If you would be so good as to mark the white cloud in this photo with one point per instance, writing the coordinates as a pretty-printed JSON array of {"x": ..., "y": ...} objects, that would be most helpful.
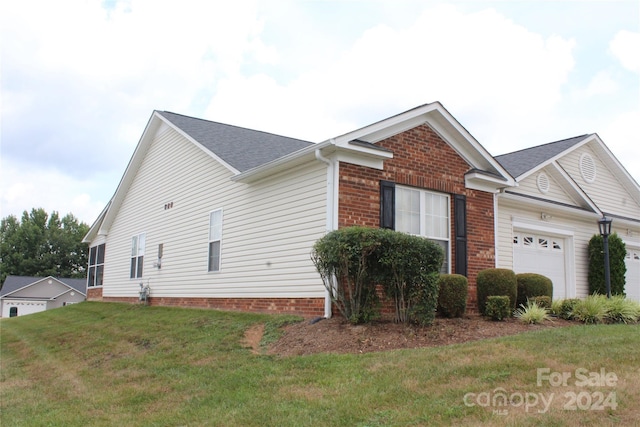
[
  {"x": 625, "y": 46},
  {"x": 601, "y": 84},
  {"x": 54, "y": 191},
  {"x": 480, "y": 62}
]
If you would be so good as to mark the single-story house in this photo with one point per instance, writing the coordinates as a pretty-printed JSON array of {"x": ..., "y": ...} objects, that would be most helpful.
[
  {"x": 547, "y": 220},
  {"x": 214, "y": 215},
  {"x": 22, "y": 295}
]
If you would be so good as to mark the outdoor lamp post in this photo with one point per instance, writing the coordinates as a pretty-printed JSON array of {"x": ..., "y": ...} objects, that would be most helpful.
[{"x": 604, "y": 224}]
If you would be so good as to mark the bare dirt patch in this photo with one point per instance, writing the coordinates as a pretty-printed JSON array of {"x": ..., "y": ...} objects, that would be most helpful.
[
  {"x": 253, "y": 336},
  {"x": 336, "y": 335}
]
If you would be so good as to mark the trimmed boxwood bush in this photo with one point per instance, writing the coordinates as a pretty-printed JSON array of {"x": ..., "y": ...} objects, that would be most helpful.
[
  {"x": 532, "y": 285},
  {"x": 567, "y": 307},
  {"x": 452, "y": 295},
  {"x": 343, "y": 258},
  {"x": 353, "y": 260},
  {"x": 542, "y": 301},
  {"x": 407, "y": 268},
  {"x": 498, "y": 307},
  {"x": 496, "y": 281}
]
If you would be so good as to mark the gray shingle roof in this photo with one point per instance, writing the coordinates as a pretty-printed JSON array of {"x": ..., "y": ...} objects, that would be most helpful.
[
  {"x": 13, "y": 283},
  {"x": 521, "y": 161},
  {"x": 241, "y": 148}
]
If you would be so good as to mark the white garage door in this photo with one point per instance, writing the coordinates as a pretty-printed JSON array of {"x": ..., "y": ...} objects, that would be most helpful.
[
  {"x": 632, "y": 279},
  {"x": 537, "y": 253}
]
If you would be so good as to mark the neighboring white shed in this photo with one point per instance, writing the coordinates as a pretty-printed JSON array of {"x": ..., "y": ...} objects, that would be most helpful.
[{"x": 22, "y": 295}]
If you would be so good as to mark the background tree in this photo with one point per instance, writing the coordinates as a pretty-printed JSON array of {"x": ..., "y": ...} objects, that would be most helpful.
[{"x": 42, "y": 245}]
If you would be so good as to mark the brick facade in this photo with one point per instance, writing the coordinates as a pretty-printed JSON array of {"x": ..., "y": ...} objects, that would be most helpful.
[{"x": 423, "y": 160}]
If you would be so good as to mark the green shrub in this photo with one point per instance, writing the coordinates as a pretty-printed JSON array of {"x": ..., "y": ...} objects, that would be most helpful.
[
  {"x": 591, "y": 310},
  {"x": 498, "y": 307},
  {"x": 533, "y": 285},
  {"x": 617, "y": 265},
  {"x": 566, "y": 308},
  {"x": 622, "y": 310},
  {"x": 496, "y": 281},
  {"x": 408, "y": 269},
  {"x": 343, "y": 258},
  {"x": 532, "y": 313},
  {"x": 543, "y": 301},
  {"x": 452, "y": 295}
]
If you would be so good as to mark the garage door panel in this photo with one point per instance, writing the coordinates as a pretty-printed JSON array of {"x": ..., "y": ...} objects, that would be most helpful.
[{"x": 541, "y": 254}]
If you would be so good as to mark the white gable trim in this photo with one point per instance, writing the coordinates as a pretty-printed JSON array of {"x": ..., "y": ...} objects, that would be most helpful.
[
  {"x": 37, "y": 282},
  {"x": 197, "y": 144},
  {"x": 573, "y": 188}
]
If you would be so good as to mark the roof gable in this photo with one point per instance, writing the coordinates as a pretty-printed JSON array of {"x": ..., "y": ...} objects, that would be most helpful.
[
  {"x": 238, "y": 147},
  {"x": 14, "y": 284},
  {"x": 521, "y": 163},
  {"x": 561, "y": 159}
]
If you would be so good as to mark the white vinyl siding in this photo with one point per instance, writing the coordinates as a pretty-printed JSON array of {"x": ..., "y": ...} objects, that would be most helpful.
[
  {"x": 606, "y": 191},
  {"x": 215, "y": 239},
  {"x": 269, "y": 226},
  {"x": 529, "y": 186}
]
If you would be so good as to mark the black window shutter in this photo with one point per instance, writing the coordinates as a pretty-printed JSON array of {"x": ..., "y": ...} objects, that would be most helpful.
[
  {"x": 388, "y": 204},
  {"x": 460, "y": 223}
]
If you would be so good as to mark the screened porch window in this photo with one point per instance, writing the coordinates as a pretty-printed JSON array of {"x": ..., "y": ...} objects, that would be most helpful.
[{"x": 96, "y": 265}]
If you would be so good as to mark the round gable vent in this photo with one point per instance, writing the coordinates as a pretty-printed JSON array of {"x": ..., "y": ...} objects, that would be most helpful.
[
  {"x": 587, "y": 168},
  {"x": 543, "y": 182}
]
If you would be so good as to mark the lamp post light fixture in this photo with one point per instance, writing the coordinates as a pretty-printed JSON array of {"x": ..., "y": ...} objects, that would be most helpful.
[{"x": 604, "y": 224}]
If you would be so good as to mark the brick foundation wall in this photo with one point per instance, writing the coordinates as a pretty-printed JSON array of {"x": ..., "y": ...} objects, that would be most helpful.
[
  {"x": 423, "y": 160},
  {"x": 306, "y": 307}
]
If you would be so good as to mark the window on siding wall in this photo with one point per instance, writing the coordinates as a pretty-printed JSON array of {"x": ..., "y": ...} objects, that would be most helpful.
[
  {"x": 137, "y": 255},
  {"x": 96, "y": 265},
  {"x": 424, "y": 213},
  {"x": 215, "y": 239}
]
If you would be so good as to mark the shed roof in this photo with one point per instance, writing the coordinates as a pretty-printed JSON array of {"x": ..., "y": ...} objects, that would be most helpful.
[{"x": 13, "y": 283}]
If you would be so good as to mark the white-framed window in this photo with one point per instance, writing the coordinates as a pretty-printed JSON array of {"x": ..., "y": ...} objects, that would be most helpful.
[
  {"x": 96, "y": 265},
  {"x": 215, "y": 239},
  {"x": 137, "y": 255},
  {"x": 425, "y": 213}
]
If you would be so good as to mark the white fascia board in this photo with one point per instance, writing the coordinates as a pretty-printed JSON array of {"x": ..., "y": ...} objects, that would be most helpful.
[
  {"x": 538, "y": 204},
  {"x": 617, "y": 168},
  {"x": 483, "y": 182},
  {"x": 538, "y": 225},
  {"x": 282, "y": 163}
]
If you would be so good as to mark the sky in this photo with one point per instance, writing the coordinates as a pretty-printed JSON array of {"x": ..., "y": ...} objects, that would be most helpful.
[{"x": 79, "y": 79}]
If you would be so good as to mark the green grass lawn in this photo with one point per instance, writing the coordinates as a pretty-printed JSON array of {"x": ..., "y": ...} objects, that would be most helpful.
[{"x": 95, "y": 364}]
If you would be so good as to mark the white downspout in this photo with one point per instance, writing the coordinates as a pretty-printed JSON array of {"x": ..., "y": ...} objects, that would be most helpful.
[{"x": 331, "y": 202}]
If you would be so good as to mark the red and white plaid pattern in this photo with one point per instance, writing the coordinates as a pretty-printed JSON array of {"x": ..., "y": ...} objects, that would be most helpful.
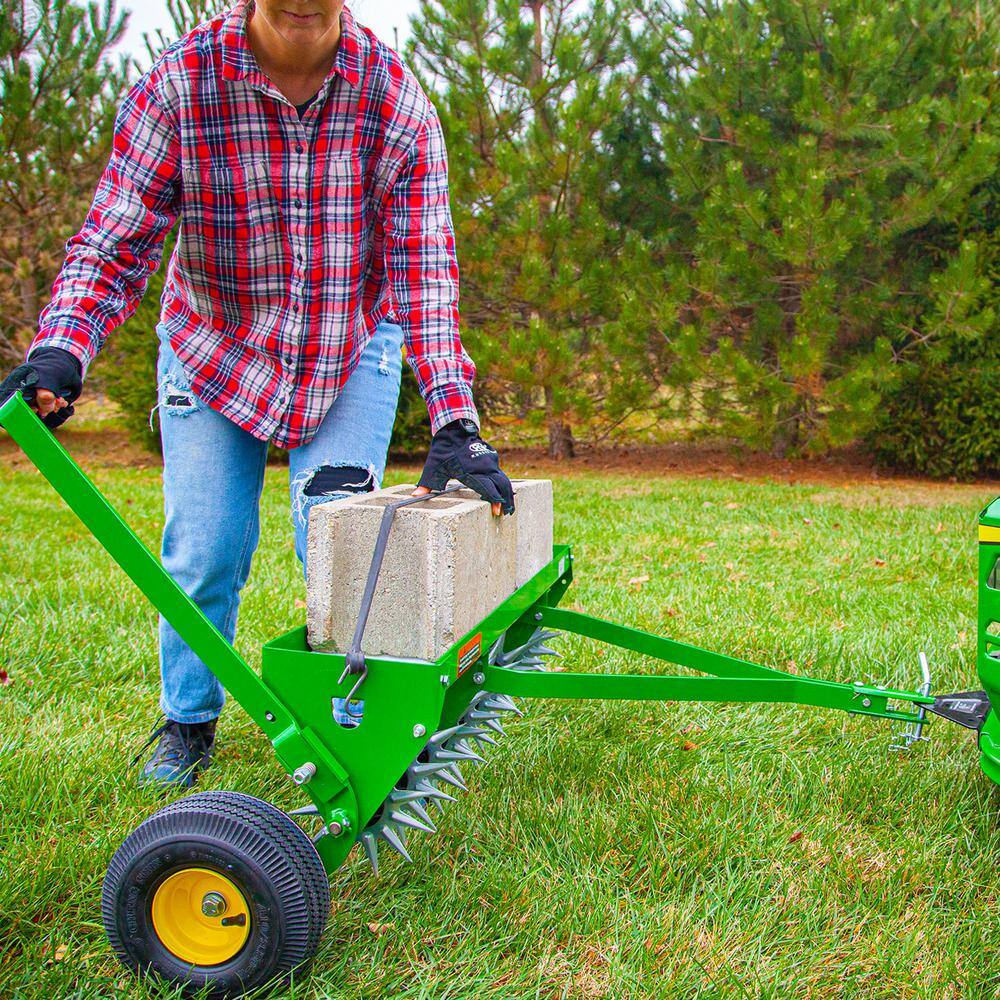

▶ [Exercise instructions]
How many lines in the listing above contain the word "green"? Reply with the number alone.

▶ [Exercise solution]
2